== MATERIAL
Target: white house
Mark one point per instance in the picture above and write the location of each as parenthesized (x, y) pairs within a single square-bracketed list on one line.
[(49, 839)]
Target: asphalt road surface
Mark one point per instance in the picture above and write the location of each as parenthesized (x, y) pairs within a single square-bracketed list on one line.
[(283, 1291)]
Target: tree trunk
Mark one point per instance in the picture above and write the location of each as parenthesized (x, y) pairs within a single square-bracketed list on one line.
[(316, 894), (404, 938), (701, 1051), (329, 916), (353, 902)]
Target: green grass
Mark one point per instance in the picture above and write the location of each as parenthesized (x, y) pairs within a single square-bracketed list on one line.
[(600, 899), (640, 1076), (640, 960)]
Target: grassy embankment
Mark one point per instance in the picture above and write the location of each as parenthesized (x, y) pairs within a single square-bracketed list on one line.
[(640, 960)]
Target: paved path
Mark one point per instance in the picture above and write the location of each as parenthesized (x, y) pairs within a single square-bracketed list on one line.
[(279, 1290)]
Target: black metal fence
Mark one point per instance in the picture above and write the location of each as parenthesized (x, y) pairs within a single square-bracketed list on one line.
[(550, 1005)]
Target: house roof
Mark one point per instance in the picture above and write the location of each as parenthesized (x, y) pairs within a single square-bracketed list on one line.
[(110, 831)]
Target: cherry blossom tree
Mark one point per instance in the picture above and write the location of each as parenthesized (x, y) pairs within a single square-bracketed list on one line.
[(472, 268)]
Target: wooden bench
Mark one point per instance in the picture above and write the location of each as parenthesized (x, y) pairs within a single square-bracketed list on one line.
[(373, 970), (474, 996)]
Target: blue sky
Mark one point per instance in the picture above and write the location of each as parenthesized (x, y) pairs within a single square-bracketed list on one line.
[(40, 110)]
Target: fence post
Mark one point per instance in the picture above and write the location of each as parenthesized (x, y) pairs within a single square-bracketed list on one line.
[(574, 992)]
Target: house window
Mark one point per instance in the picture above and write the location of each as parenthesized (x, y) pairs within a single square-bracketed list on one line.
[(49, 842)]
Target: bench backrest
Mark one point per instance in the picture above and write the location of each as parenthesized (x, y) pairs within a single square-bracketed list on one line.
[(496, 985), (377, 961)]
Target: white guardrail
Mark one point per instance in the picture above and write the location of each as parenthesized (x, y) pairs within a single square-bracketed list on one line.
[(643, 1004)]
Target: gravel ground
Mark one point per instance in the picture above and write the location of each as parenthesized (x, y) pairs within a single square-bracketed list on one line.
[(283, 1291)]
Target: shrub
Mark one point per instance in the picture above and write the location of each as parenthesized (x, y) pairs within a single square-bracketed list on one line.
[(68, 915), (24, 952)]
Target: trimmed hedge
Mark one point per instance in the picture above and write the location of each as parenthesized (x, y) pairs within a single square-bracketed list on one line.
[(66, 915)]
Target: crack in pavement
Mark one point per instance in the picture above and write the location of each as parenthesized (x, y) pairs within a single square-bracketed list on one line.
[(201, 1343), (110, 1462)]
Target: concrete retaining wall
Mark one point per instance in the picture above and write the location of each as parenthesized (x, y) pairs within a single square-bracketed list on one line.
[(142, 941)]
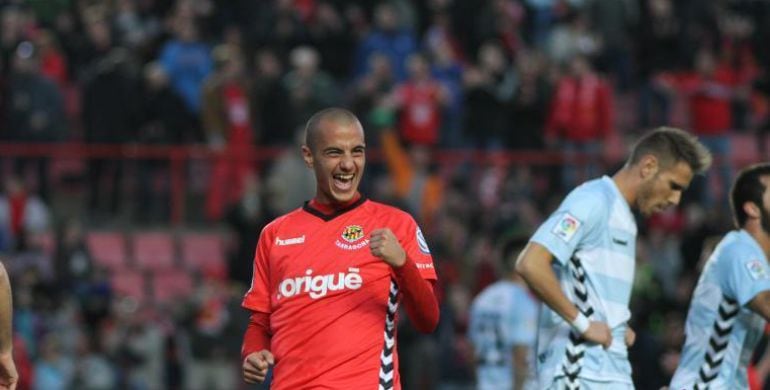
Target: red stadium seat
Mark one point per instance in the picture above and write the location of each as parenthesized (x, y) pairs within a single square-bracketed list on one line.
[(129, 283), (204, 252), (108, 249), (154, 251), (171, 284)]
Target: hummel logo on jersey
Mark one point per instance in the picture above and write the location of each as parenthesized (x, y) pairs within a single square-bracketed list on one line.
[(290, 241), (319, 285), (353, 233)]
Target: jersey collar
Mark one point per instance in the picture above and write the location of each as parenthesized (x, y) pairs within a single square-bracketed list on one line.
[(328, 216)]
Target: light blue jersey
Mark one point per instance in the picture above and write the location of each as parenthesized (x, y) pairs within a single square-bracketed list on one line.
[(721, 331), (592, 236), (502, 316)]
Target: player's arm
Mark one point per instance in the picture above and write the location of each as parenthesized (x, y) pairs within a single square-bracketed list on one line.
[(419, 300), (534, 265), (520, 367), (255, 350), (760, 304), (8, 374)]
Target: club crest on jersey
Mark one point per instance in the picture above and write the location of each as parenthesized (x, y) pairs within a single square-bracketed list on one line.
[(566, 227), (353, 233), (756, 270)]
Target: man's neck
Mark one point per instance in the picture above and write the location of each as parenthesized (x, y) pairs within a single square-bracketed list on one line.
[(760, 236), (626, 185)]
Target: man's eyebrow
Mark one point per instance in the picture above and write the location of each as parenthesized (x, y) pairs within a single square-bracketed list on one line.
[(677, 186)]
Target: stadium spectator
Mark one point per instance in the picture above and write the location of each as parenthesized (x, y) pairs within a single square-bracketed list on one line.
[(529, 105), (503, 327), (244, 219), (187, 60), (580, 118), (420, 101), (388, 38), (489, 86), (228, 123), (310, 87), (163, 120), (35, 112), (111, 109), (710, 91), (371, 90), (388, 261), (8, 374), (272, 109), (591, 238), (23, 214), (284, 195)]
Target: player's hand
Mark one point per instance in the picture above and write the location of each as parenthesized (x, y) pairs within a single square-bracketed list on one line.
[(8, 374), (599, 333), (255, 366), (630, 337), (384, 244)]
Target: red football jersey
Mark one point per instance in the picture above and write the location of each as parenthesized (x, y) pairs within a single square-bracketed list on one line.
[(333, 305)]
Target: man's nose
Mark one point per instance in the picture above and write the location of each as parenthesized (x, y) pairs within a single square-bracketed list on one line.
[(675, 197)]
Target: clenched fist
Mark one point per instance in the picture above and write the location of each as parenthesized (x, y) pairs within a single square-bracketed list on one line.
[(255, 366), (384, 244)]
====
• [WHAT THE TASK REQUIRES] Give again only the lines starting at the one that contains "Target: man's eyebrow" and running to the end of the data.

• [CORRECT RESULT]
Target: man's eyebrow
Mark one point per instance in the picture above and write the location of each as parenthesized (x, y) pairs within a single square-bracketed list on one line.
[(677, 186)]
Target: stadium spectator
Mark one point per instance in the picture above and write the location of each as parenthesized (x, y) pairs within a single square-bracketed list on one line.
[(529, 105), (503, 327), (244, 219), (187, 60), (580, 118), (420, 101), (388, 38), (489, 86), (228, 123), (310, 87), (163, 120), (35, 112), (111, 109), (710, 91), (371, 90), (388, 261), (8, 374), (272, 109), (591, 238), (23, 214), (284, 195)]
Target: player's hand
Mark one point per instance in the picture above and write the location of each as parenthesized (x, y) pairs within a single square-bracketed list on one line.
[(8, 374), (599, 333), (255, 366), (630, 337), (384, 244)]
Target: red football jersey
Mark one point per instance in the picture above and write the location of each as parenthesized (x, y) pairs within a single square-bracketed list on one line.
[(333, 305)]
Target: man's nose
Mark one point per instance in the picture above and write the location of each as parenthesized (x, y) pairs within a single square-bracketed list on one line.
[(675, 197)]
Target: clenched fist
Mark one point per instance in the picture above and write the location of each as parenthesized (x, y) pairs within a single square-bracketed list on one line.
[(255, 366), (384, 244)]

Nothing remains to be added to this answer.